# Information shown
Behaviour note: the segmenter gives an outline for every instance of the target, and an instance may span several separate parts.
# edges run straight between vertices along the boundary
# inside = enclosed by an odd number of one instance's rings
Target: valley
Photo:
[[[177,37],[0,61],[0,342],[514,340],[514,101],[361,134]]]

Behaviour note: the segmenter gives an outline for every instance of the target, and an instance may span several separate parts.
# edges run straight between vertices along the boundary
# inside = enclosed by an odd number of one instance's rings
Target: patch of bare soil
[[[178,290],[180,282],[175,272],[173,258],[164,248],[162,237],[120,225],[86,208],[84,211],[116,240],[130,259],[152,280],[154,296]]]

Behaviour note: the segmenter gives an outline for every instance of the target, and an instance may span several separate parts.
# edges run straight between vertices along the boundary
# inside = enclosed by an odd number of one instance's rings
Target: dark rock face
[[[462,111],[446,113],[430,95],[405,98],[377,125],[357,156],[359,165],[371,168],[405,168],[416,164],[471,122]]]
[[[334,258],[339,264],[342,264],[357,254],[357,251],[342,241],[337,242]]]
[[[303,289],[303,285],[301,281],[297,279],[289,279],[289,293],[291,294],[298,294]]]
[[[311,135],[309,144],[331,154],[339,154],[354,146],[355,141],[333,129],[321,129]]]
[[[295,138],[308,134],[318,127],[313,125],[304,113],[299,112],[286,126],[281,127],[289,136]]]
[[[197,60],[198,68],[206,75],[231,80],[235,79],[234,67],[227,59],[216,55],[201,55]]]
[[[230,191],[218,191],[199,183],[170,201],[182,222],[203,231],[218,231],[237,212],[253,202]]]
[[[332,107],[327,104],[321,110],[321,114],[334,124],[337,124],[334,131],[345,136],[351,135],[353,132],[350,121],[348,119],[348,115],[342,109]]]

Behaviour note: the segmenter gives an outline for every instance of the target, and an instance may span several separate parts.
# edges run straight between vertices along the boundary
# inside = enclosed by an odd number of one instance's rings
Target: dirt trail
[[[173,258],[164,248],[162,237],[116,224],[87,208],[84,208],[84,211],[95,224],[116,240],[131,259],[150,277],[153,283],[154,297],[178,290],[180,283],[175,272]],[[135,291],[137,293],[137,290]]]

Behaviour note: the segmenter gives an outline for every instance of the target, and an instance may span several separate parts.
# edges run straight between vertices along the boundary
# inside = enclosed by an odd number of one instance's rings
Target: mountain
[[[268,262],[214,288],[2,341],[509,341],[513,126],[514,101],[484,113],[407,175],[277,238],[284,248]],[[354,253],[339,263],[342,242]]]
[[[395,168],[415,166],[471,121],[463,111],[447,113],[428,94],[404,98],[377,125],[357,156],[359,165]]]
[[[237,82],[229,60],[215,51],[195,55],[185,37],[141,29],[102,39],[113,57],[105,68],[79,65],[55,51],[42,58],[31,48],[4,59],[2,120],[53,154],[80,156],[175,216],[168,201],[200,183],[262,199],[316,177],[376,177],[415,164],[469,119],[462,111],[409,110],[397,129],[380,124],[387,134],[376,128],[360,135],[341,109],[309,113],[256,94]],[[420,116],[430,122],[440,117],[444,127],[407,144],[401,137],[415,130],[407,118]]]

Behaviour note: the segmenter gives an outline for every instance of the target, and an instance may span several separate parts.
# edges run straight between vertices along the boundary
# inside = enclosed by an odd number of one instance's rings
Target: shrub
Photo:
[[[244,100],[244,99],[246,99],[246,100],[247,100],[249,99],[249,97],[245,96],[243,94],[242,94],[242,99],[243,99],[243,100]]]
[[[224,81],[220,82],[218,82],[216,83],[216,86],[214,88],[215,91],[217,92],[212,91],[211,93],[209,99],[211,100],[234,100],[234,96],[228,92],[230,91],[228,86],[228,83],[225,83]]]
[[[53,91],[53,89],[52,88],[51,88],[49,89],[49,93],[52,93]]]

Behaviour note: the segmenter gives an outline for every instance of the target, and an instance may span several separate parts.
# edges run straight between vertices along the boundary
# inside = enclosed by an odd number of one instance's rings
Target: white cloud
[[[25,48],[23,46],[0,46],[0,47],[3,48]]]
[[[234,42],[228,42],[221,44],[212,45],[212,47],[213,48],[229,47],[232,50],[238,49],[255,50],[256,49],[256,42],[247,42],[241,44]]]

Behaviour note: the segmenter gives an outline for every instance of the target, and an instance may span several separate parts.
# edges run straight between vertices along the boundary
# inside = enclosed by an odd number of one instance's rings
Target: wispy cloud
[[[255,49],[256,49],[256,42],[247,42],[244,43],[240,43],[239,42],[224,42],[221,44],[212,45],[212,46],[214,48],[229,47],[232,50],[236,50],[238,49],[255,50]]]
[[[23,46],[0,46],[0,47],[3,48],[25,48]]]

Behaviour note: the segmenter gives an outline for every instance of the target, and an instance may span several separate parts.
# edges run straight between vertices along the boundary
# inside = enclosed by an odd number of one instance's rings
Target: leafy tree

# What you have to do
Output each record precisely as given.

# Completed task
Behaviour note: the segmenter gives an outline for every instance of the target, and an instance may span several separate parts.
# edges run straight between vertices along the boundary
# inside = enclosed by an odd number of one instance's rings
Target: valley
Photo:
[[[177,37],[0,61],[0,342],[514,340],[514,101],[361,134]]]

Behaviour note: the segmenter gives an outline for every instance of the target, and an instance may span several separate parts.
# edges run straight between vertices along the boundary
# inside = enclosed by an odd number of one instance's rings
Target: patch of bare soil
[[[178,290],[180,282],[175,272],[173,258],[164,248],[162,237],[120,225],[86,208],[84,211],[116,240],[130,259],[152,280],[154,296]]]

Behaviour note: the segmenter gives an outline for every instance of the target, and an instance may span several separate parts.
# edges run straight between vertices along the boundary
# inside = enclosed by an odd number of one instance's rings
Target: dark rock face
[[[462,111],[446,113],[430,95],[405,98],[377,125],[357,156],[359,165],[371,168],[405,168],[416,164],[471,122]]]
[[[334,258],[339,264],[342,264],[357,254],[357,251],[342,241],[337,242]]]
[[[303,289],[303,285],[301,281],[297,279],[289,279],[289,293],[291,294],[298,294]]]
[[[311,135],[309,144],[331,154],[339,154],[354,146],[355,141],[333,129],[321,129]]]
[[[295,138],[308,134],[318,127],[313,125],[304,113],[299,112],[286,126],[281,127],[289,136]]]
[[[197,60],[198,68],[206,75],[231,80],[235,79],[234,67],[227,59],[216,55],[201,55]]]
[[[230,191],[218,191],[199,183],[170,201],[182,222],[203,231],[218,231],[237,212],[253,202]]]
[[[332,107],[327,104],[321,110],[321,114],[334,124],[337,124],[334,131],[345,136],[351,135],[353,132],[350,121],[348,119],[348,115],[342,109]]]

Behaviour note: the segmenter gives an outline for every instance of the target, and an instance may span several separate parts.
# edges run straight between vertices along the boundary
# inside = enclosed by an odd number of one instance's rings
Target: dirt trail
[[[173,258],[164,248],[162,237],[116,224],[87,208],[84,208],[84,211],[95,224],[116,240],[131,259],[150,277],[153,283],[154,297],[178,290],[180,283],[175,272]],[[135,291],[137,293],[137,290]]]

Behaviour note: the segmenter gives an outline for every instance of the target, and an instance may span several separate parts.
# edges run straight between vertices along the boundary
# inside = enclosed by an odd number of one instance's rings
Target: mountain
[[[268,262],[214,288],[2,341],[509,341],[513,126],[514,101],[484,113],[407,175],[277,238],[284,248]],[[354,253],[339,263],[342,242]]]
[[[395,168],[415,166],[471,121],[463,111],[447,113],[428,94],[404,98],[377,125],[357,156],[359,165]]]
[[[237,82],[229,60],[215,51],[195,55],[185,37],[141,29],[102,39],[113,57],[105,68],[79,65],[55,51],[42,58],[31,48],[4,59],[2,120],[53,154],[80,156],[175,216],[168,201],[200,183],[262,199],[316,177],[376,177],[415,164],[469,119],[462,111],[409,110],[397,129],[380,124],[387,134],[376,128],[360,135],[341,109],[309,113],[256,94]],[[420,116],[430,122],[440,117],[444,127],[407,144],[401,137],[415,130],[407,118]]]

Behaviour note: the segmenter gives an outline for every instance of the target, and an instance may span several separate parts.
# edges run straight between vertices along the boundary
# inside = enclosed by an odd number of one instance's rings
Target: shrub
Photo:
[[[244,100],[244,99],[246,99],[246,100],[247,100],[249,99],[249,97],[245,96],[243,94],[242,94],[242,99],[243,99],[243,100]]]
[[[224,81],[220,82],[218,82],[216,83],[216,86],[214,88],[215,91],[217,92],[212,91],[211,93],[209,99],[211,100],[234,100],[234,96],[228,92],[230,91],[228,86],[228,83],[225,83]]]
[[[53,91],[53,89],[52,88],[51,88],[49,89],[49,93],[52,93]]]

Behaviour note: the segmenter gives an outline for every instance of the target, and an instance may span several separate parts.
# edges run straight between vertices along the boundary
# inside = enclosed by an odd number of one instance's rings
Target: white cloud
[[[25,48],[23,46],[0,46],[0,47],[3,48]]]
[[[234,42],[228,42],[221,44],[212,45],[212,47],[213,48],[229,47],[232,50],[238,49],[255,50],[256,49],[256,42],[247,42],[241,44]]]

Behaviour note: the segmenter gives an outline for every instance of the target, and an instance may span several separate parts.
# edges run straight between vertices along the boundary
# inside = enclosed by an odd number of one instance's rings
Target: wispy cloud
[[[255,49],[256,49],[256,42],[247,42],[244,43],[240,43],[239,42],[224,42],[221,44],[212,45],[212,46],[214,48],[229,47],[232,50],[236,50],[238,49],[255,50]]]
[[[23,46],[0,46],[0,47],[3,48],[25,48]]]

Behaviour note: the segmenter gives an outline for every instance of the target, and an instance may span several separate parts.
# edges run straight between vertices along the boundary
# inside = enclosed by an odd number of one instance's rings
Target: leafy tree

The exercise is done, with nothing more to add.